- _Exercise prompt_:
The lines to copy run from the one containing "the distant building" to the very end of the records; give them exactly, and only them, without pictures.

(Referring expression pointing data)
────

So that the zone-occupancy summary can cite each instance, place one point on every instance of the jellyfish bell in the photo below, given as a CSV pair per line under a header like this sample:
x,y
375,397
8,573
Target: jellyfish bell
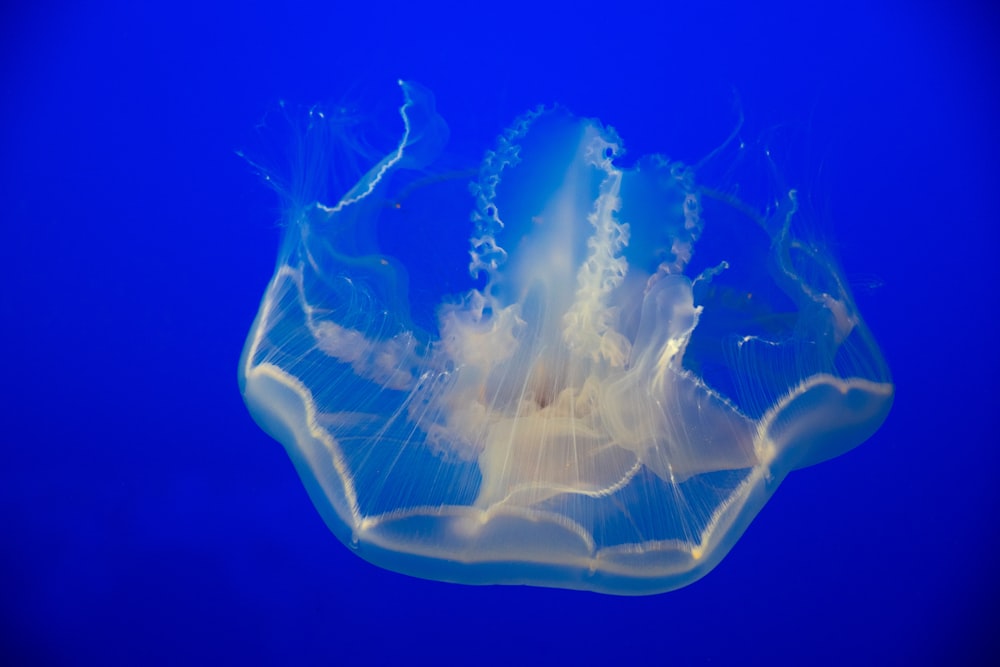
x,y
601,410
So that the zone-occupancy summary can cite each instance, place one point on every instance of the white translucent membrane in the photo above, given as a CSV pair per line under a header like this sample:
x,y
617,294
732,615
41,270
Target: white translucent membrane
x,y
568,425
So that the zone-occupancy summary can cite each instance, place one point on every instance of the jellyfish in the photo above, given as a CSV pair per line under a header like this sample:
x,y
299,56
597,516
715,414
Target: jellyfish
x,y
634,362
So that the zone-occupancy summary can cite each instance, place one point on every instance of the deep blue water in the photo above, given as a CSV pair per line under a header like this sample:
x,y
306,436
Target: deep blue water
x,y
147,520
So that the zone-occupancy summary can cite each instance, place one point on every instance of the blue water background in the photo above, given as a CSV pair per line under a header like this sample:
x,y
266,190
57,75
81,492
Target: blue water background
x,y
147,520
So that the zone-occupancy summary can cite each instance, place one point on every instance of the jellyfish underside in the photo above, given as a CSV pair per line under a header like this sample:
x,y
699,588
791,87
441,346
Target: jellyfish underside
x,y
604,413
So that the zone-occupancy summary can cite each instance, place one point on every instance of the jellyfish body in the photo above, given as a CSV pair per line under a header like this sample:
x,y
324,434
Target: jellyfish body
x,y
604,413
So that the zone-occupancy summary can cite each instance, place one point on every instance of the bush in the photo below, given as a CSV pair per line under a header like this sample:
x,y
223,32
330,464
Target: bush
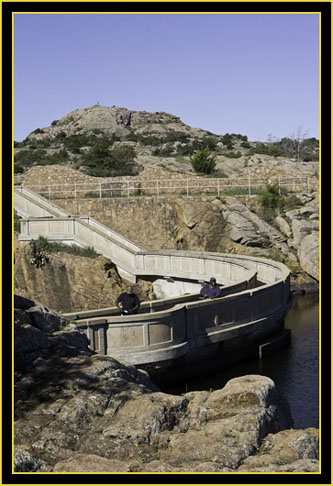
x,y
103,162
232,155
270,197
43,243
203,162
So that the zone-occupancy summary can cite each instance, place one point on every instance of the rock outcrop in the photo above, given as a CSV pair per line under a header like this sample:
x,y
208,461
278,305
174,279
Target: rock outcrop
x,y
76,411
70,282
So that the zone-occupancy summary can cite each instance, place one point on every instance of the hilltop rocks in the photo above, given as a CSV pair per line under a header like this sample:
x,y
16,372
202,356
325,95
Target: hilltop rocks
x,y
83,412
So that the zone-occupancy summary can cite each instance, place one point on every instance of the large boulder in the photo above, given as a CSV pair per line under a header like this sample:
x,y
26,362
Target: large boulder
x,y
77,411
308,254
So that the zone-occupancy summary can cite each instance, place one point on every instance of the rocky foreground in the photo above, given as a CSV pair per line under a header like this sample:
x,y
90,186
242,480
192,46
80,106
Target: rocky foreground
x,y
77,411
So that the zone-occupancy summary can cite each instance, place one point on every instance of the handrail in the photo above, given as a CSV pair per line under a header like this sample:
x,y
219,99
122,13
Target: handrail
x,y
111,186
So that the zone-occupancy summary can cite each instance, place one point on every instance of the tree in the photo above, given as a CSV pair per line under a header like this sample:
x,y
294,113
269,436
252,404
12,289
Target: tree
x,y
202,161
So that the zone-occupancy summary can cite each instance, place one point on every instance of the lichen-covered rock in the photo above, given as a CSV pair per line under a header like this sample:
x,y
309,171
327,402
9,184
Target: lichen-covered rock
x,y
288,450
77,411
308,254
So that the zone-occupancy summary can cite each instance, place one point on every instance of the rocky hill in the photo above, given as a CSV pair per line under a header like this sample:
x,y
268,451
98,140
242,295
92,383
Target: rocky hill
x,y
96,133
77,411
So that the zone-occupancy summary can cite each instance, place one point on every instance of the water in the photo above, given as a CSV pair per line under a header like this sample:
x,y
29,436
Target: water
x,y
294,370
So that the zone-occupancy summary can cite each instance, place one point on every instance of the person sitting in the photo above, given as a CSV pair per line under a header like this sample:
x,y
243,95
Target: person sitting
x,y
128,302
210,290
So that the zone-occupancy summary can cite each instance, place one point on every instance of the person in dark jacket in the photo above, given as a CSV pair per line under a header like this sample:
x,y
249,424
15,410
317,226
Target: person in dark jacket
x,y
210,290
128,302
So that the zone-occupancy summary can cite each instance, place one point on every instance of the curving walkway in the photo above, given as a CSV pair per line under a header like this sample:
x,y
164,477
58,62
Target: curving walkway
x,y
247,320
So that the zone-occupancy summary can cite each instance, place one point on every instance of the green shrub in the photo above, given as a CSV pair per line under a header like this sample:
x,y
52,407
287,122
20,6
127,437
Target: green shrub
x,y
232,155
16,221
43,243
103,162
202,161
270,197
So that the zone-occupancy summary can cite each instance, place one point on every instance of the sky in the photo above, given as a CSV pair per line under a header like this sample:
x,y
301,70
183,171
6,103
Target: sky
x,y
250,74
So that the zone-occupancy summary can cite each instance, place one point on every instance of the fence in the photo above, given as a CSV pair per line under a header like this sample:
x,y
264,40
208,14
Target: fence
x,y
120,188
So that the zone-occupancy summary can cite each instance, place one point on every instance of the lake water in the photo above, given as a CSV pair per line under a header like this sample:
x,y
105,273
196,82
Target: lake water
x,y
295,370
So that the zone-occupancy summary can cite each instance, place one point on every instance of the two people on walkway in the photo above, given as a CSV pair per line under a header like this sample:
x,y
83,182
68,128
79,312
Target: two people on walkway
x,y
128,302
210,290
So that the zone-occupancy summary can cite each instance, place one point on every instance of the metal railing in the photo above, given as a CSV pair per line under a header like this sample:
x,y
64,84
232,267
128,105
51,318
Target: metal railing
x,y
126,188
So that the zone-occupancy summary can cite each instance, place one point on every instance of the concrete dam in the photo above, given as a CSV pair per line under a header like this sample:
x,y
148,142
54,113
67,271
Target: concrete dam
x,y
177,330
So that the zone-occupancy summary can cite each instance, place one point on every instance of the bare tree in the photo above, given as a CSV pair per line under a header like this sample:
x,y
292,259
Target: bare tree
x,y
297,141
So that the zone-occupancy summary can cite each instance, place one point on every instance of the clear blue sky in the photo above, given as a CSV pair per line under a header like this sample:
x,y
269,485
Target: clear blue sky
x,y
254,74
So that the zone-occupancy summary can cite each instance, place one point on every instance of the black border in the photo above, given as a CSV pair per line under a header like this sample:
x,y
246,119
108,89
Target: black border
x,y
207,7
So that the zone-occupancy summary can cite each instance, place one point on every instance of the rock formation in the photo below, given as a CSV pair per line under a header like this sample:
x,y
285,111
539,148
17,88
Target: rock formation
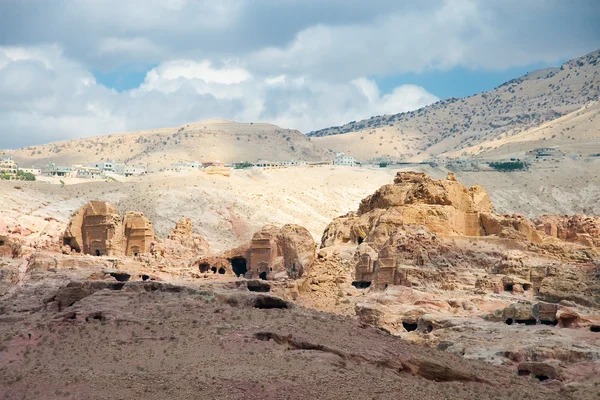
x,y
8,248
273,253
581,229
98,229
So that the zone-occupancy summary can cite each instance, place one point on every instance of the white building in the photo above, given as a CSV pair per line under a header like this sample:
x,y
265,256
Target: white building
x,y
133,171
342,159
110,166
8,166
87,172
33,171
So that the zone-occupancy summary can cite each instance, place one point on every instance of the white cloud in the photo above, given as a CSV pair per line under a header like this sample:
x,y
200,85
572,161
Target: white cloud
x,y
60,99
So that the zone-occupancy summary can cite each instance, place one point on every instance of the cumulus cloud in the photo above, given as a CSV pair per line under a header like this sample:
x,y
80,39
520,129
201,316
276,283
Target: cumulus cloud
x,y
46,96
301,64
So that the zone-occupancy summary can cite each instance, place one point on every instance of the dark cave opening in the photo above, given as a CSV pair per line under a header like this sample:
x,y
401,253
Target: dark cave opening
x,y
409,326
258,286
526,321
239,266
120,276
204,267
270,302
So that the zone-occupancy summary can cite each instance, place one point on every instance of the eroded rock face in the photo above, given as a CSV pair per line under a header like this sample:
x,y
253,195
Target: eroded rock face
x,y
9,248
273,253
98,229
289,250
183,233
581,229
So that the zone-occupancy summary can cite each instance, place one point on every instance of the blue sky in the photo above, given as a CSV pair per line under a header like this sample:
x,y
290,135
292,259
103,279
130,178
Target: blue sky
x,y
72,68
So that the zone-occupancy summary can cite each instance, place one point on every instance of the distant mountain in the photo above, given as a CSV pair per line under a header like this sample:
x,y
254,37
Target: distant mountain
x,y
209,140
452,125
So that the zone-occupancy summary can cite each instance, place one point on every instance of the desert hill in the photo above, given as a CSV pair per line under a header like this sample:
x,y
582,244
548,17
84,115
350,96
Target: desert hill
x,y
456,127
209,140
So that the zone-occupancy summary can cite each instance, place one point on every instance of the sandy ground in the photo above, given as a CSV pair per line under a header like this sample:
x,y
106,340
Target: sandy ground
x,y
226,210
126,344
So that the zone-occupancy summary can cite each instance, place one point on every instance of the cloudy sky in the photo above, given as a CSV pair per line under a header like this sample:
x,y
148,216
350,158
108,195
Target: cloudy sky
x,y
75,68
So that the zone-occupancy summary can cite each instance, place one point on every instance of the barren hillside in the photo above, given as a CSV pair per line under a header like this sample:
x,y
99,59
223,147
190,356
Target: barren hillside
x,y
453,125
209,140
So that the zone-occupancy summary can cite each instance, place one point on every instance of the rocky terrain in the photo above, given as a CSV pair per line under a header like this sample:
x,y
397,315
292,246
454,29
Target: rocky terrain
x,y
423,291
555,106
210,140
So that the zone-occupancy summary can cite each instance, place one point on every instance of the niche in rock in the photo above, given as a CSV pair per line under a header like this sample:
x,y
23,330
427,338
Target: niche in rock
x,y
268,302
526,321
258,286
361,284
204,267
239,266
409,326
120,276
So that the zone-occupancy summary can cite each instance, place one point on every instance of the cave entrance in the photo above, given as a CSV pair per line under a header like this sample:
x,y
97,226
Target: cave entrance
x,y
409,326
239,266
526,321
361,284
204,267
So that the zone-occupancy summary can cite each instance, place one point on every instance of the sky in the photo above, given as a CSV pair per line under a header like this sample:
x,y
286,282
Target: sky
x,y
78,68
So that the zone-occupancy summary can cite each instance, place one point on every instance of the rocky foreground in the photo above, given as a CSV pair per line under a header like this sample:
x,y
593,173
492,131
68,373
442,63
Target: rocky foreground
x,y
423,291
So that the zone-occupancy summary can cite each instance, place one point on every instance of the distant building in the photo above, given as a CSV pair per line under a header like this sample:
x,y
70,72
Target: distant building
x,y
8,166
215,163
187,165
342,159
133,171
545,152
33,171
56,170
111,166
267,164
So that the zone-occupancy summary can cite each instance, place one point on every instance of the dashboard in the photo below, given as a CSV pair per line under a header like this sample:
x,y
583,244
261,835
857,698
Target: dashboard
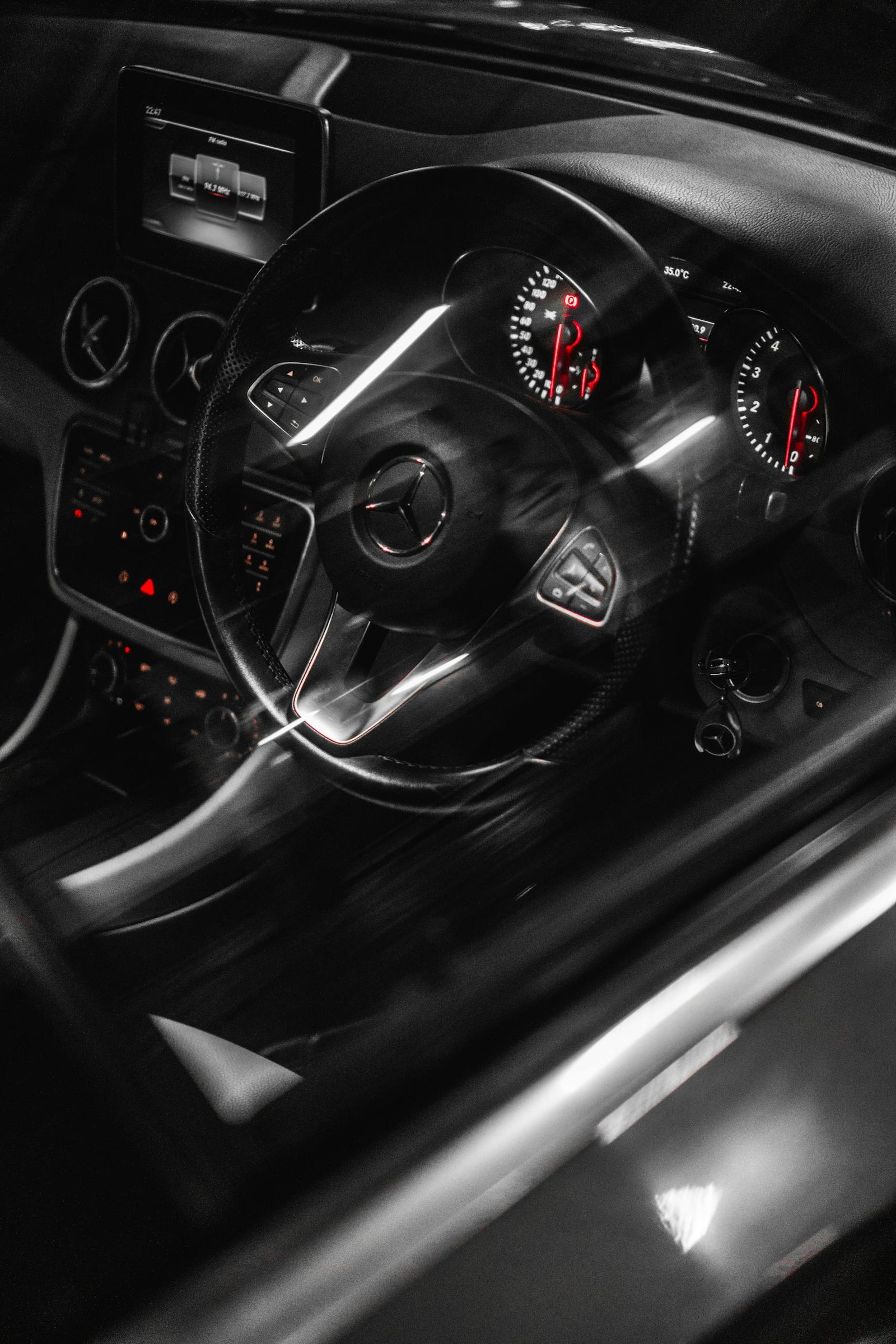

────

- _Solved exercise_:
So that the zone-occupancy summary can cite each instance, place one point on every instance of the distant building in the photo above, given as a CSV pair per line under a header like this sample:
x,y
70,72
Target: distant building
x,y
8,166
215,163
187,165
342,159
133,171
545,152
33,171
56,170
111,166
267,164
So that the zone-occupancy summary can cite each instance, place one point on every instance of the dashboard in the photo below, given as a CSV pair per line under a header like this sample:
x,y
583,244
261,835
857,698
Target: dashboard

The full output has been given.